:: THE DATA

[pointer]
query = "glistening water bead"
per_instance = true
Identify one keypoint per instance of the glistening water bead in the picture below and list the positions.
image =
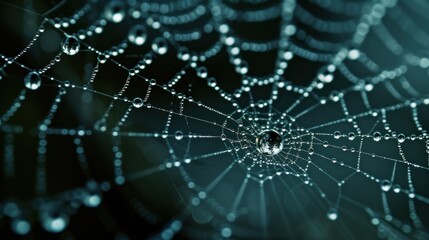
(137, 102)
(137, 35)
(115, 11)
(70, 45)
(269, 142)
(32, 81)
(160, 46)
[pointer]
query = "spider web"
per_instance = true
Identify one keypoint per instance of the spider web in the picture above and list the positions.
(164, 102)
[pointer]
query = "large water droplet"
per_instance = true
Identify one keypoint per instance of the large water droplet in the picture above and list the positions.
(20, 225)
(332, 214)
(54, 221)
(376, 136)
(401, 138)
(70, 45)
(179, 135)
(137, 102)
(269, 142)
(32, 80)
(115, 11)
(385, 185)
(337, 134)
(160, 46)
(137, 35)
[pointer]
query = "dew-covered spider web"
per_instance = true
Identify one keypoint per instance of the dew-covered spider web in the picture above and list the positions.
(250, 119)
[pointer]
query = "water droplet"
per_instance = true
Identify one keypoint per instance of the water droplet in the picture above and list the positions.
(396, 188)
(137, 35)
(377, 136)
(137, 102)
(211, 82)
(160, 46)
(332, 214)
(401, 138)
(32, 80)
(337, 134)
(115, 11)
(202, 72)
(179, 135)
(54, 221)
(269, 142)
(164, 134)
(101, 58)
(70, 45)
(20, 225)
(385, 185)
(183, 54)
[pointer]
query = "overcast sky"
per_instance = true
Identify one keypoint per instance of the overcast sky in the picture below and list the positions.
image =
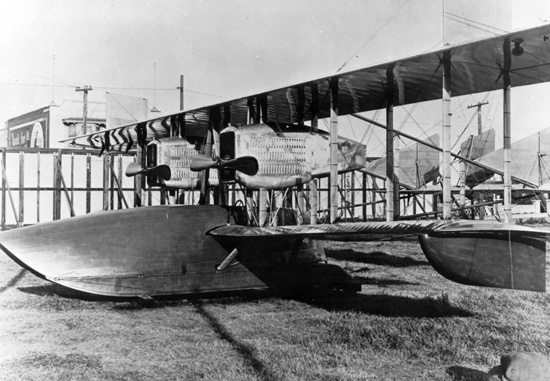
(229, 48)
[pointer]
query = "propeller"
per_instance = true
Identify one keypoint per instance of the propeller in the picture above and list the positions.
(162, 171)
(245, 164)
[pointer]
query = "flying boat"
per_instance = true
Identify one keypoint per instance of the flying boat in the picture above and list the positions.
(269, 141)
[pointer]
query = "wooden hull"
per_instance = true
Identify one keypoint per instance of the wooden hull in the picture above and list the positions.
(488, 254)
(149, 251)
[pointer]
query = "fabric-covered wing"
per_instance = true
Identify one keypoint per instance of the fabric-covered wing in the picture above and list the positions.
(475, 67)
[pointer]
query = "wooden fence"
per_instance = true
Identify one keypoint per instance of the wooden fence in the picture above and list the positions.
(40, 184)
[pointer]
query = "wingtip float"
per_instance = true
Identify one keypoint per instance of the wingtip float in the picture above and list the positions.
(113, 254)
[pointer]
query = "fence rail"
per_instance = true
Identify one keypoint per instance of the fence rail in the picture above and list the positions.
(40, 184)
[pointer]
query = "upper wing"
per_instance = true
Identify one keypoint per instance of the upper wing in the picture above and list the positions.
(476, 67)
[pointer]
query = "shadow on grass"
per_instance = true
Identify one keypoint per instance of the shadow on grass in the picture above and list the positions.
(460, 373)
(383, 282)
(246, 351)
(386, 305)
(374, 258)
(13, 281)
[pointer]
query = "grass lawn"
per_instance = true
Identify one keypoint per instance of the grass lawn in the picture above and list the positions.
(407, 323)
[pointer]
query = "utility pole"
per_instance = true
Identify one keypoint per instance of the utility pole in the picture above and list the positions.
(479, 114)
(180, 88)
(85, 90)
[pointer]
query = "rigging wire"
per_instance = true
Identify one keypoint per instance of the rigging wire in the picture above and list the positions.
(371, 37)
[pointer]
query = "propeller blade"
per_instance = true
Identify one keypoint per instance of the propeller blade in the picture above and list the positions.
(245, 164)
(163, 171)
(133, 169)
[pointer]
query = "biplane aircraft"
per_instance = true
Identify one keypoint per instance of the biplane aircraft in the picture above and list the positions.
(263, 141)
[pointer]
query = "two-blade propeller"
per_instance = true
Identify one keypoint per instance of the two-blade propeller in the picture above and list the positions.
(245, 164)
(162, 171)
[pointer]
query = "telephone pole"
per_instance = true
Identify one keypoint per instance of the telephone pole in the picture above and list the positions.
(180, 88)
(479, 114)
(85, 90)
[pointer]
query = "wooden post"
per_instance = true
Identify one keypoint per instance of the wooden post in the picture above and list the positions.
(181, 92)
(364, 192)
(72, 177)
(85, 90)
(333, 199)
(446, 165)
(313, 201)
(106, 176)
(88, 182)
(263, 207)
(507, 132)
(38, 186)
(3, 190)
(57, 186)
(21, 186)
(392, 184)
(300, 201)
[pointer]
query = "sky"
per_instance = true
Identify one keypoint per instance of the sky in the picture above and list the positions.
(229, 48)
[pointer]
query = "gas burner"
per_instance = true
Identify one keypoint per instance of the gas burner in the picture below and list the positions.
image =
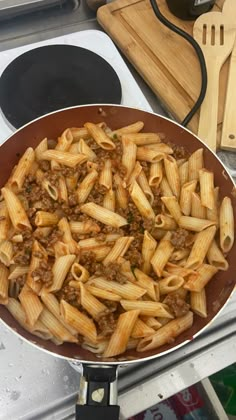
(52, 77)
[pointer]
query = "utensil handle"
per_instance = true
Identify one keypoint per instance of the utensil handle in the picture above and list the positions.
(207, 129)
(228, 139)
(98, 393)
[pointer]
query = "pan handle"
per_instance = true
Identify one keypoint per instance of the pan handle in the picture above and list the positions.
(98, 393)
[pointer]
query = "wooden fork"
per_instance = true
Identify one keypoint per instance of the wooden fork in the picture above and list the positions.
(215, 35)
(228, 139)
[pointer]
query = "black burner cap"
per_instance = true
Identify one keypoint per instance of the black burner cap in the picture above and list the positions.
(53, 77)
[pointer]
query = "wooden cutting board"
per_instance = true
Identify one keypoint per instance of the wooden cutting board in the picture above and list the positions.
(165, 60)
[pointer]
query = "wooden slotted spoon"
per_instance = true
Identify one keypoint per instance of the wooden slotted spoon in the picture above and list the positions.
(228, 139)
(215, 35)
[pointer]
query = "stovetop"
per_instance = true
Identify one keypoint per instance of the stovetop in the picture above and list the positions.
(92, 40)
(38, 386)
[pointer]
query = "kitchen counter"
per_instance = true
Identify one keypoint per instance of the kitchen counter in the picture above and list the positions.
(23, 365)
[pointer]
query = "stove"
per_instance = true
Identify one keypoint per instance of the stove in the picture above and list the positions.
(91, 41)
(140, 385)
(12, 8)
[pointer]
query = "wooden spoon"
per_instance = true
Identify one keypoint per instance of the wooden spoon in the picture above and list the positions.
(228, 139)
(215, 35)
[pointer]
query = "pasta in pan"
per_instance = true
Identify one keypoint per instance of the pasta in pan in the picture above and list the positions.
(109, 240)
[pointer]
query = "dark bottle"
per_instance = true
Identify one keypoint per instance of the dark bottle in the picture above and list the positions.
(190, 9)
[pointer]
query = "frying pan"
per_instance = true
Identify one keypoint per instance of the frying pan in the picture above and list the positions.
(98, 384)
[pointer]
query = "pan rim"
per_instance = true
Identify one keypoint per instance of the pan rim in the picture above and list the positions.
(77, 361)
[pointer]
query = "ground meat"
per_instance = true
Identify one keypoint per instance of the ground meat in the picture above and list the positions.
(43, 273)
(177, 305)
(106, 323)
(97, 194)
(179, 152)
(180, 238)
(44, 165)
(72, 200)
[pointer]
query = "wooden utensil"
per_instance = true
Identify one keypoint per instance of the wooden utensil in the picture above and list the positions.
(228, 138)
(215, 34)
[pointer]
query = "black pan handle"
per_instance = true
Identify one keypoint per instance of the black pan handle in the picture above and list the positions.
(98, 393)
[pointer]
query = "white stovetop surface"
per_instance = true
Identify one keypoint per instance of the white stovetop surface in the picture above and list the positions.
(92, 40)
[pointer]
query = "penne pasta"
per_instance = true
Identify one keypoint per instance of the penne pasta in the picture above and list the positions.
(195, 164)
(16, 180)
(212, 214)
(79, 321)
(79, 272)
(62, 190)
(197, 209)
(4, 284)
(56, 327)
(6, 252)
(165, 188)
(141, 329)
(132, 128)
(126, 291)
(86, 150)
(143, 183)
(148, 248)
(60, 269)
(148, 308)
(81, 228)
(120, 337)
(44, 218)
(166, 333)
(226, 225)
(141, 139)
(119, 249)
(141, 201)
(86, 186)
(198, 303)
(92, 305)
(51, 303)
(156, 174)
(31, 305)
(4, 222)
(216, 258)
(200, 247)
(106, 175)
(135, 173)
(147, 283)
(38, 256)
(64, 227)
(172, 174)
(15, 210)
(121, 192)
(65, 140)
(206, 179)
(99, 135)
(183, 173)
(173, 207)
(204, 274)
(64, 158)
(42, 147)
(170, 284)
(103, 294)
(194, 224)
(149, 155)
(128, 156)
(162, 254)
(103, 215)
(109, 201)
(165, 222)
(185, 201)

::::

# WHAT YOU HAVE TO DO:
Scan the data for lines with the word "glistening". Report only how many there are.

# REPLY TO THE EXERCISE:
2